• [Exercise details] Find every line in the records below that contains the word "berry" and copy each of those lines.

Start of Provided material

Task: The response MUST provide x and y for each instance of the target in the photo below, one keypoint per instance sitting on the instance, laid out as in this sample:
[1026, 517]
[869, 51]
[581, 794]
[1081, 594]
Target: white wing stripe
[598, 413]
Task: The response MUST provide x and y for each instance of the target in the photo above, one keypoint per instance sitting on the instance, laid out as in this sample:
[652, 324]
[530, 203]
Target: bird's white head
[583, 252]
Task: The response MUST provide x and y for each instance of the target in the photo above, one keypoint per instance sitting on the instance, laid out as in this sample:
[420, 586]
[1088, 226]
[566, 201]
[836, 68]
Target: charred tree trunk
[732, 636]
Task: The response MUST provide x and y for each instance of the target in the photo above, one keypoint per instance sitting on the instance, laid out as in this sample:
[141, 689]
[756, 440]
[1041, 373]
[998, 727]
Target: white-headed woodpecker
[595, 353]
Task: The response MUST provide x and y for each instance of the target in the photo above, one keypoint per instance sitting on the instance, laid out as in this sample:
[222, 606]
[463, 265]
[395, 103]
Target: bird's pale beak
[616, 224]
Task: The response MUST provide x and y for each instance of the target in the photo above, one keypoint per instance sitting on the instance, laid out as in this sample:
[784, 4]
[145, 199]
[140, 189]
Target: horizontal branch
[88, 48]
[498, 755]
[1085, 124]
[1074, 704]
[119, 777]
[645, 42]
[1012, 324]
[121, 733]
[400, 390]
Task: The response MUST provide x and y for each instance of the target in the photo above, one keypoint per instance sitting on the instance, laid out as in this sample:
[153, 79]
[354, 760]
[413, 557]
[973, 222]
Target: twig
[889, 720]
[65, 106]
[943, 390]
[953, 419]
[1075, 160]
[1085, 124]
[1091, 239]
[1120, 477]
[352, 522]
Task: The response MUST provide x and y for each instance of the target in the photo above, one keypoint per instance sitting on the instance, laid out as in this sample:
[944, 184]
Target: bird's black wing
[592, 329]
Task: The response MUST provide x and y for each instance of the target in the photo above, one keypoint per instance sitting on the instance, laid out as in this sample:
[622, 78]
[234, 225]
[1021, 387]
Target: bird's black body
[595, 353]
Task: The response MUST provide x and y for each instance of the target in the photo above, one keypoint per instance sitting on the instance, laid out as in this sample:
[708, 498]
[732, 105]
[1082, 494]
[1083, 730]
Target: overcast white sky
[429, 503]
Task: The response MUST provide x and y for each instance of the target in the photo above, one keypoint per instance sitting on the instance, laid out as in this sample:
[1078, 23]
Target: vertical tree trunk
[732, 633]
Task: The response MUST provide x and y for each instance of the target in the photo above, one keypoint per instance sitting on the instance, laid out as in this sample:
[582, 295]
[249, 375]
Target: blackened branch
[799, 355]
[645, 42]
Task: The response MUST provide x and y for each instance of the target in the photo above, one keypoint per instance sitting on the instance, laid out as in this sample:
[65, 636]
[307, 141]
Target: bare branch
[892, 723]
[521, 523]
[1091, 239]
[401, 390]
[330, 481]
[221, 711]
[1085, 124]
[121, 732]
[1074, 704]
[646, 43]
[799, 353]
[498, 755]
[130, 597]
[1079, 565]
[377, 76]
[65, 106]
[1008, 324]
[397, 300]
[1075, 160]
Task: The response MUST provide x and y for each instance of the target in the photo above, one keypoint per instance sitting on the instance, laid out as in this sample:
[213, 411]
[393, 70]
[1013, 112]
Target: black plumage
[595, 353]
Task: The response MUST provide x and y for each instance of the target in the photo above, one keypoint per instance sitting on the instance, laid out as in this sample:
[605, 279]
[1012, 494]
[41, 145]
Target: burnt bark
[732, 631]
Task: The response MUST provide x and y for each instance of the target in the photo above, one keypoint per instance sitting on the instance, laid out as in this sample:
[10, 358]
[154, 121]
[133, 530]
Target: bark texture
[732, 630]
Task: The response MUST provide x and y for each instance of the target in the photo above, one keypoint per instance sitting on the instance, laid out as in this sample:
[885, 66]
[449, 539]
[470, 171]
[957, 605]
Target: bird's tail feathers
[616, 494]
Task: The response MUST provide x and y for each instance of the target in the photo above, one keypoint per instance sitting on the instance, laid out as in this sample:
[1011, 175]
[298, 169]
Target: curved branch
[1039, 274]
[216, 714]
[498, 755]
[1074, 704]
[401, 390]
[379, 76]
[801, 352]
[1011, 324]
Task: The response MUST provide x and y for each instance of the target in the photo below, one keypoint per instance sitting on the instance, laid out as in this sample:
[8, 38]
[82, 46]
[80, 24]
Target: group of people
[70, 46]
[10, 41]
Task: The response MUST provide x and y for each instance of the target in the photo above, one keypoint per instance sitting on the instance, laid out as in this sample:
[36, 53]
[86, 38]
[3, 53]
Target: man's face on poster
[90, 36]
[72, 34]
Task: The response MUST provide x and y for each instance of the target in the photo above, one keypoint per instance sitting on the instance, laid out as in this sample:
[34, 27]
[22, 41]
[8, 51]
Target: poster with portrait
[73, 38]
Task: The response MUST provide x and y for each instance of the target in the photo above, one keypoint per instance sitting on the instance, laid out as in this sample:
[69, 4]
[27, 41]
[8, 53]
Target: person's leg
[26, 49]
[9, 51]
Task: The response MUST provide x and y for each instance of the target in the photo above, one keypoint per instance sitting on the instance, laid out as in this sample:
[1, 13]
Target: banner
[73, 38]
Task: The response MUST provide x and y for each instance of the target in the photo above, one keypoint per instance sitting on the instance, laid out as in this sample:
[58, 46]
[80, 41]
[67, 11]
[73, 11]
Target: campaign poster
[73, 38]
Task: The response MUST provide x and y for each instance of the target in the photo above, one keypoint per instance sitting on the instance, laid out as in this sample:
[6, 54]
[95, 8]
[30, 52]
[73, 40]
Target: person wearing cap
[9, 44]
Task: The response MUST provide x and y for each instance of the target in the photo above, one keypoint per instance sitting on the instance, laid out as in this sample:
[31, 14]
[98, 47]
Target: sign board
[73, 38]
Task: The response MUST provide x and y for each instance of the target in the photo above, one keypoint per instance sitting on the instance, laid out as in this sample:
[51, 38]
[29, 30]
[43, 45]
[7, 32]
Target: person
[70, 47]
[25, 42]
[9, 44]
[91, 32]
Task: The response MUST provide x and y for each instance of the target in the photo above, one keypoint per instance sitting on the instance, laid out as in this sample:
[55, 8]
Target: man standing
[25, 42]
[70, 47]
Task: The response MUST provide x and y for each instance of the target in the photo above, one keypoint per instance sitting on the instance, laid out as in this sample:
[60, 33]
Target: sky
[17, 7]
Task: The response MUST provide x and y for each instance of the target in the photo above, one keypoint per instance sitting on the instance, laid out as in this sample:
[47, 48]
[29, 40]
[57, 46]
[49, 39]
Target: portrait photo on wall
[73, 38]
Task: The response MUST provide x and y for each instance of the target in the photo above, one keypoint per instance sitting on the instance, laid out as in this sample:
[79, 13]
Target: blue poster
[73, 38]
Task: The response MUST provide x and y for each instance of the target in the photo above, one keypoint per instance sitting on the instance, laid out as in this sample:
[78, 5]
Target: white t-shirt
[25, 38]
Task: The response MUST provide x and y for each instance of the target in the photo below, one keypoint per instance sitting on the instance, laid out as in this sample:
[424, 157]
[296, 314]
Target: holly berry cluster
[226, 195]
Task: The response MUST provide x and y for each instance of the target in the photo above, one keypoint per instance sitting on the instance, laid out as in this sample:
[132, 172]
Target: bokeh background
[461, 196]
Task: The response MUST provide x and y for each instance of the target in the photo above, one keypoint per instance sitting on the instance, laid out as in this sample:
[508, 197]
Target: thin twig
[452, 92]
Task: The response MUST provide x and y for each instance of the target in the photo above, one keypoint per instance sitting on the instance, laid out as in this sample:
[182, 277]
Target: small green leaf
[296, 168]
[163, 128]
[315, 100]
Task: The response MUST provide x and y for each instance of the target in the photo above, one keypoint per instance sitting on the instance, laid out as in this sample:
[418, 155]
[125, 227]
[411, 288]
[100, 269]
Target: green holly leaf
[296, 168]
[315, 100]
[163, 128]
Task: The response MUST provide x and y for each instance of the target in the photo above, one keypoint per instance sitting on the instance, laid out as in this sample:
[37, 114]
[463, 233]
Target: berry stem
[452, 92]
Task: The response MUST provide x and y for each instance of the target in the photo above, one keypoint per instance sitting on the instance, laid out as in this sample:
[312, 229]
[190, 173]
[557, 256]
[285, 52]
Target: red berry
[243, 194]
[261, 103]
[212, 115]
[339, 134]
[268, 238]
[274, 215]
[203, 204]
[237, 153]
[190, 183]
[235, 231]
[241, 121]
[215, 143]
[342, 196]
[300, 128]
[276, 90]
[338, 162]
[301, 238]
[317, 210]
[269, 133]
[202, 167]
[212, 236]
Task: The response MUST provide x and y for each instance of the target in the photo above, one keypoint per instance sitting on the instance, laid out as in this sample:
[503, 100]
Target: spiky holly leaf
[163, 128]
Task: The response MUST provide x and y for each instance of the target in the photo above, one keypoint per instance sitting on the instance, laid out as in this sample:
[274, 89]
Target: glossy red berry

End of Provided material

• [Problem solution]
Target: holly berry cluster
Target: berry stem
Target: red berry
Target: glossy red berry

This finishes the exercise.